EXTRACT PROVIDED -
◇ ◇ ◇

Posted in Books, Literary/Artistic Criticism, Media Archive, Monographs, United States on 2009-10-23 18:23Z by Steven

Race Mixing: Southern Fiction since the Sixties

Johns Hopkins University Press
2004
360 pages
Hardback ISBN: 9780801873935
Paperback ISBN: 9780801883934

Suzanne W. Jones, Professor of English; Tucker-Boatwright Professor of the Humanities
University of Richmond

In the southern United States, there remains a deep need among both black and white writers to examine the topic of race relations, whether they grew up during segregation or belong to the younger generation that graduated from integrated schools. In Race Mixing, Suzanne Jones offers insightful and provocative readings of contemporary novels, the work of a wide range of writers—black and white, established and emerging. Their stories explore the possibilities of cross-racial friendships, examine the repressed history of interracial love, reimagine the Civil Rights era through children’s eyes, herald the reemergence of the racially mixed character, investigate acts of racial violence, and interrogate both rural and urban racial dynamics.

Employing a dynamic model of the relationship between text and context, Jones shows how more than thirty relevant writers — including Madison Smartt Bell, Larry Brown, Bebe Moore Campbell, Thulani Davis, Ellen Douglas, Ernest Gaines, Josephine Humphreys, Randall Kenan, Reynolds Price, Alice Walker, and Tom Wolfe — illuminate the complexities of the color line and the problems in defining racial identity today. While an earlier generation of black and white southern writers challenged the mythic unity of southern communities in order to lay bare racial divisions, Jones finds in the novels of contemporary writers a challenge to the mythic sameness within racial communities—and a broader definition of community and identity.

◇ ◇ ◇

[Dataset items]
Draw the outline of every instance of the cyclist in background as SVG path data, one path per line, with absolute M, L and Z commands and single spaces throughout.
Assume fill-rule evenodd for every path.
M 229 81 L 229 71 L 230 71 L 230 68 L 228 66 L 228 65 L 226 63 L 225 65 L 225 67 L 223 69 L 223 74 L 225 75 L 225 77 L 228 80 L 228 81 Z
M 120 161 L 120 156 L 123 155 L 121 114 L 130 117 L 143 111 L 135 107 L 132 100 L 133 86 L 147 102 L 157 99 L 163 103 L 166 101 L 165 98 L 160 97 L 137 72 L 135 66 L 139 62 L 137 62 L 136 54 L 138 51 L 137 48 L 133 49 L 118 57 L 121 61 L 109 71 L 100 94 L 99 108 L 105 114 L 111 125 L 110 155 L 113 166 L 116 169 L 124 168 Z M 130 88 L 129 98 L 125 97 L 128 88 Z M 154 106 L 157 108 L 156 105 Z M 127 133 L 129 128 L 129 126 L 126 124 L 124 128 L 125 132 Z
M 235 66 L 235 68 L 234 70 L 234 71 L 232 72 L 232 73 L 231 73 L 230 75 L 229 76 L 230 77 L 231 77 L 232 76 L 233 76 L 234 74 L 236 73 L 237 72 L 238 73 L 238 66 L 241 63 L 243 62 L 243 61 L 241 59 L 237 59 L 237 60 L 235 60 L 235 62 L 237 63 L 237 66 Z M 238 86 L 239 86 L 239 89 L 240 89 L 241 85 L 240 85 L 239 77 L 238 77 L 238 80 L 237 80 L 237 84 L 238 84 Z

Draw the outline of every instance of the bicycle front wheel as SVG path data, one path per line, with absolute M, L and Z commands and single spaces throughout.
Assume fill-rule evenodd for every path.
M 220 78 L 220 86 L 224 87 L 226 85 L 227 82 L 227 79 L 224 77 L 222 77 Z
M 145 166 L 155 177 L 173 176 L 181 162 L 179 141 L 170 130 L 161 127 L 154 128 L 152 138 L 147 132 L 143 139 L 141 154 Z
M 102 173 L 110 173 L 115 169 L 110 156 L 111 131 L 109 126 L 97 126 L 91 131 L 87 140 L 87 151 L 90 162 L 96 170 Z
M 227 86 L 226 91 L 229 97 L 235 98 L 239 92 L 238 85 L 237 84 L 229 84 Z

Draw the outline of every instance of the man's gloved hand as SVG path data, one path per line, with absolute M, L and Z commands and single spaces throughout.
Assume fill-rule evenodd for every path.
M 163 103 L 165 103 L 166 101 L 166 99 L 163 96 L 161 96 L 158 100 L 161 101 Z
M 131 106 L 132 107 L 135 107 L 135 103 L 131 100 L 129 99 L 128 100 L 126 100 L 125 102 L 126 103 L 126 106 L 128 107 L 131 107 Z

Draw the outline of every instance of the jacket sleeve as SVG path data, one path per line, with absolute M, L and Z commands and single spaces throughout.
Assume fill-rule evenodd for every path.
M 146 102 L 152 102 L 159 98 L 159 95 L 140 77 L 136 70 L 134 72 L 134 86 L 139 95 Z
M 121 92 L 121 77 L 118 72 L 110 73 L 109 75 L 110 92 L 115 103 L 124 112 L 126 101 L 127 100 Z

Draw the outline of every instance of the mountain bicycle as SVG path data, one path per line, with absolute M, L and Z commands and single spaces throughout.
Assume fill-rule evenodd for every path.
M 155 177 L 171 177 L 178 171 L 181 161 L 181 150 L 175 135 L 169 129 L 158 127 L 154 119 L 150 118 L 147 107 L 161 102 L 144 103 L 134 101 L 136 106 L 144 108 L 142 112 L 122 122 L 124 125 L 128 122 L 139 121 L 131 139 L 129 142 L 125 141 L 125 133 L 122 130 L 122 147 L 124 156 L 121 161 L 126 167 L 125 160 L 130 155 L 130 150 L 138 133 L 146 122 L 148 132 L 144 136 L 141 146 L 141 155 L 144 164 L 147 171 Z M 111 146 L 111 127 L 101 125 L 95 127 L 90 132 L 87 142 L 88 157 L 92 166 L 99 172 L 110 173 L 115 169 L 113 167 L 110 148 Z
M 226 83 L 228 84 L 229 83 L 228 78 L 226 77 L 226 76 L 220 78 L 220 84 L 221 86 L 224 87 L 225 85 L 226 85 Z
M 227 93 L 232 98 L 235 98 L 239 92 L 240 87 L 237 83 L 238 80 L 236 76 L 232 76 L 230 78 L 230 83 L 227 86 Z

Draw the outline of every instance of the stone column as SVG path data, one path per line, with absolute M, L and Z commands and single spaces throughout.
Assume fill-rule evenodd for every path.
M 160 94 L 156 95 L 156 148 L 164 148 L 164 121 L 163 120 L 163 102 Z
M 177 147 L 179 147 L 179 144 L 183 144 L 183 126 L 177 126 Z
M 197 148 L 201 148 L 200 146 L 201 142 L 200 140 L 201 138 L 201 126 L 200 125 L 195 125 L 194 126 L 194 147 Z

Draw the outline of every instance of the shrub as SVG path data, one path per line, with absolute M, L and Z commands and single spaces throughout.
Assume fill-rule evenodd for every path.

◇ ◇ ◇

According to the Race Mixing description, what do the stories in the contemporary novels do? List every item the text names. Rely only on the text to complete the tasks.

- Explore the possibilities of cross-racial friendships
- Examine the repressed history of interracial love
- Reimagine the Civil Rights era through children's eyes
- Herald the reemergence of the racially mixed character
- Investigate acts of racial violence
- Interrogate both rural and urban racial dynamics